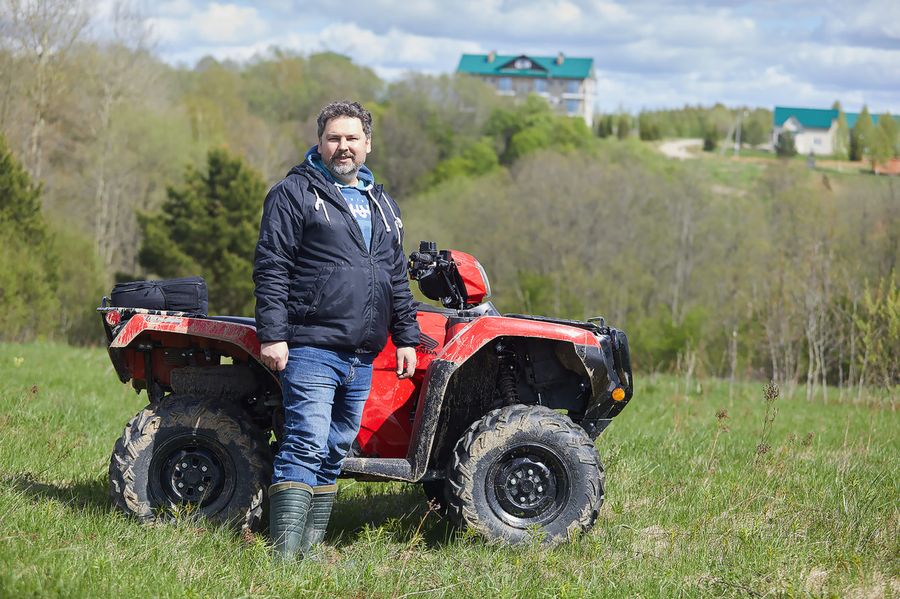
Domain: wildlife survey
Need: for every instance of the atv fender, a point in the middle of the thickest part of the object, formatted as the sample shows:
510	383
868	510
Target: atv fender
139	347
595	355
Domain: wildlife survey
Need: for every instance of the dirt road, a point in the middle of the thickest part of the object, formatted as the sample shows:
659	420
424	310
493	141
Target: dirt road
681	148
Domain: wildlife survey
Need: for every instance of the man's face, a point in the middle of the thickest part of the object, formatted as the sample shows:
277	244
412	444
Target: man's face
____________________
Write every entry out again exactly, dropping the pictures.

Domain: wildlife survey
Need: for every instance of the atv fender, a point in the middle of the thickest part of the object, formatted as the sample shows:
510	383
868	510
Target: atv fender
139	347
595	355
Domain: wildlife survey
Need: for every instance of the dirt road, a point in the middle of the thickest part of the object, formatted as the sample shows:
659	420
424	310
493	141
Target: dirt road
681	148
Domain: wildlife survey
Need: for every instance of the man's face, a point in the middle of the thickest part of the object, formatted as the sample shows:
277	244
412	444
Target: man's face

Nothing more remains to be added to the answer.